[Named-object pointing records]
-- begin --

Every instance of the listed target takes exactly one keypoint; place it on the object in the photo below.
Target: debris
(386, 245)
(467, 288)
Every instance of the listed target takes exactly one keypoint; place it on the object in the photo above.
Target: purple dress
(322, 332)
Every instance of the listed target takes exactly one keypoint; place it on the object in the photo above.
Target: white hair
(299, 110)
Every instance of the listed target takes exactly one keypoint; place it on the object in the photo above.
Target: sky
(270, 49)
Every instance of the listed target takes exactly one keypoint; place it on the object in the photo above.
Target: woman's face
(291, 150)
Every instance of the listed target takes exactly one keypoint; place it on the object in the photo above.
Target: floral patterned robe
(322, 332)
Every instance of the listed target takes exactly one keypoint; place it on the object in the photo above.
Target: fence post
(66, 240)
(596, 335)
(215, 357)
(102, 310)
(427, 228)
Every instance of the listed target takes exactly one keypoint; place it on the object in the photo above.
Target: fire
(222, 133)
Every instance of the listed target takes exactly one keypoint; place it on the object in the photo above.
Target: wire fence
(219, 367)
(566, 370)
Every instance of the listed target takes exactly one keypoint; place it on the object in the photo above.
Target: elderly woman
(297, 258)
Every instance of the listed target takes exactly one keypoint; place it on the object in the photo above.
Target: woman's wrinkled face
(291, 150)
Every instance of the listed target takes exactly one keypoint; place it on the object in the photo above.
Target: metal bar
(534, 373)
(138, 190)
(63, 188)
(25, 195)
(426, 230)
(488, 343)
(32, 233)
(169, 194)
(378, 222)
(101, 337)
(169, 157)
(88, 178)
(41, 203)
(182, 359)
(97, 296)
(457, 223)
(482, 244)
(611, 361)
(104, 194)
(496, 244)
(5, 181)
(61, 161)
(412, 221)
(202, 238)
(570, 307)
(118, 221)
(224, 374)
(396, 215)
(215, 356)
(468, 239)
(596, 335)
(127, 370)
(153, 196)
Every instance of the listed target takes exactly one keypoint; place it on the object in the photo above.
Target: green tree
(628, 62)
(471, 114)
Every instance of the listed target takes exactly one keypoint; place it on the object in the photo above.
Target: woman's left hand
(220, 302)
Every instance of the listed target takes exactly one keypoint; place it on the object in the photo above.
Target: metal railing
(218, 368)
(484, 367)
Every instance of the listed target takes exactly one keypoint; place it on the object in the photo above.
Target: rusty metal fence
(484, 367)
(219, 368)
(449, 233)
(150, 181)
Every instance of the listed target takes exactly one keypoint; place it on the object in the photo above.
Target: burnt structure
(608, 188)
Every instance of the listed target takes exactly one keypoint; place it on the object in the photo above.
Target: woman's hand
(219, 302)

-- end --

■ Instructions to follow:
Please reproduce all of the entries exactly as they stand.

■ The answer:
Every instance of the listed target takes exactly one keypoint; place it on the object in the photo below.
Target: debris
(386, 245)
(467, 288)
Every instance of the listed target takes exactly one keypoint; place it on the object in the photo above.
Target: purple dress
(322, 332)
Every instance of the listed target takes exactly one keypoint; place it on the object in the photo above.
Target: white hair
(299, 110)
Every instance of the listed target takes exactly one keypoint; place it on the object in the photo above.
Target: sky
(270, 49)
Every instance of the listed target takes exactly one keypoint; place it on the object in the photo above.
Target: woman's face
(291, 150)
Every instance of the listed target takes exactly one keypoint; place it on the object in the photo above.
Target: floral patterned robe
(322, 332)
Every instance of the listed target takes exactly one keypoint; place it on the object in the photo above.
Target: fence post
(66, 240)
(596, 335)
(215, 357)
(102, 310)
(427, 228)
Every instance of the listed target takes exactly one keypoint; place it on the object in the photo above.
Target: fire
(222, 133)
Every instance of the listed target takes exactly one keypoint; place it on the object in the photo above.
Target: wire fence
(219, 367)
(566, 370)
Every instance of the listed target takes exactly one keypoint; place it on the object in the photo above.
Target: elderly woman
(297, 258)
Every instance of the listed target takes exactly one keypoint; place it on the object in the photo above.
Target: woman's wrinkled face
(291, 150)
Every instance of the listed target takes exactly one keypoint; place it on the object in the photo above.
Target: metal bar
(534, 373)
(138, 190)
(63, 188)
(25, 195)
(426, 230)
(488, 343)
(32, 233)
(169, 194)
(378, 222)
(101, 337)
(169, 157)
(88, 178)
(41, 203)
(182, 359)
(97, 296)
(457, 223)
(482, 244)
(611, 361)
(104, 194)
(496, 244)
(5, 181)
(61, 161)
(412, 221)
(202, 238)
(570, 307)
(118, 221)
(224, 374)
(396, 215)
(215, 356)
(468, 239)
(596, 335)
(127, 370)
(153, 196)
Every instance of the listed target takes exactly one keypoint; place it on the object in the photo above.
Target: green tree
(628, 62)
(471, 114)
Every instance of the listed target takes exactly one keypoint; place it on the object in the photo above.
Target: woman's left hand
(220, 302)
Every instance of the listed target takes exactly one keypoint; place it on the object in the photo above.
Target: metal railing
(218, 368)
(484, 367)
Every instance of the listed target takes exactly one keypoint; place it on the object in the photo above.
Target: rusty metal fence
(484, 367)
(219, 368)
(449, 233)
(150, 181)
Every instance of the listed target takes exactly one keypoint; place it on the object in the photo above.
Target: burnt structure
(608, 188)
Every instance of the listed target takes exactly one keypoint; place it on the object in the photo above.
Target: woman's hand
(219, 302)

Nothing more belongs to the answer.